• ЦИТИРУЕМЫЙ ТЕКСТ:
------------------------------------

К началу осени пятна и отметины исчезли и четырехметровую стену заполнила воображаемая Лагуна, затем узор перетек на пространство над дверью и выплеснулся на вторую стену. Нарастающий ритм прилива заселял морские глубины всевозможной живностью. Там были гирлянды морских водорослей, ныряющие морские птицы, дельфины, акулы, медузы и морские звезды — хрупкая фантастическая картина, разделенная то здесь, то там гребнями волн и ажурным узором кораллов. Со времен барнсовского «Танца» Матисс не работал в таких масштабах; все строилось только на ощущениях — декупажи рождались из его тропических воспоминаний. Это было «великолепное, светлое видение рая».
Еще до отъезда из Ванса Матисс отказался заключать новый контракт с Полем Розенбергом, заявив, что навсегда оставил живопись и собирается заниматься только декоративными проектами. Пока что у него имелся единственный заказ, но и тот вскоре был аннулирован: осмотревшие его спальню представители Мануфактуры Гобеленов сочли узор Лагуны слишком сложным, да и подбор цветов вызывал большие вопросы. Но свято место пусто не бывает: летом у Матисса появился молодой чех, задумавший бизнес в Англии. Уверенный и находчивый Зика Ашер решил начать с шелковых шарфов, а рисунки к ним заказать европейским знаменитостям; он мгновенно сориентировался и предложил Матиссу перенести узор со стен на шелковые панно, отпечатав его белым цветом на ткани оттенка морского песка.

------------------------------------

(Записи из набора данных)

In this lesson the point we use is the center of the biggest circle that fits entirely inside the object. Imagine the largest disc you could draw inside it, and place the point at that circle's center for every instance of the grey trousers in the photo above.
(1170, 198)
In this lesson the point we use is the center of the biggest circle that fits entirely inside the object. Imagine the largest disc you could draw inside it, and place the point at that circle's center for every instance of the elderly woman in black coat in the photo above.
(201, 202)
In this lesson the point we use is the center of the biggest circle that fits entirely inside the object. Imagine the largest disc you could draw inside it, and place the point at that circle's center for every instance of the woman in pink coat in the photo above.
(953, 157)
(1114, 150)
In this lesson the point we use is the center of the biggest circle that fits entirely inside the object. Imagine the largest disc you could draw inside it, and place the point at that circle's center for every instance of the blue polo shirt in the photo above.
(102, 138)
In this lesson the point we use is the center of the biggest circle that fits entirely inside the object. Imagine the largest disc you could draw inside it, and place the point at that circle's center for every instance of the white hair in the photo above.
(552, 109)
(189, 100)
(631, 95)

------------------------------------

• КОРОТКОЕ ЗАДАНИЕ 1:
Продублируйте фрагмент текста о Матиссе от слов «Еще до отъезда» до слов «оттенка морского песка.» включительно.
• КОРОТКОЕ ЗАДАНИЕ 2:
Выпишите дословно строки из записей: от строки, содержащей «pink coat in the photo above.», до строки, содержащей «(1114, 150)», включительно.
Текст и записи никак не связаны между собой.

• ОТВЕТ К УПРАЖНЕНИЮ 1:
Еще до отъезда из Ванса Матисс отказался заключать новый контракт с Полем Розенбергом, заявив, что навсегда оставил живопись и собирается заниматься только декоративными проектами. Пока что у него имелся единственный заказ, но и тот вскоре был аннулирован: осмотревшие его спальню представители Мануфактуры Гобеленов сочли узор Лагуны слишком сложным, да и подбор цветов вызывал большие вопросы. Но свято место пусто не бывает: летом у Матисса появился молодой чех, задумавший бизнес в Англии. Уверенный и находчивый Зика Ашер решил начать с шелковых шарфов, а рисунки к ним заказать европейским знаменитостям; он мгновенно сориентировался и предложил Матиссу перенести узор со стен на шелковые панно, отпечатав его белым цветом на ткани оттенка морского песка.

• ОТВЕТ К УПРАЖНЕНИЮ 2:
In this lesson the point we use is the center of the biggest circle that fits entirely inside the object. Imagine the largest disc you could draw inside it, and place the point at that circle's center for every instance of the woman in pink coat in the photo above.
(953, 157)
(1114, 150)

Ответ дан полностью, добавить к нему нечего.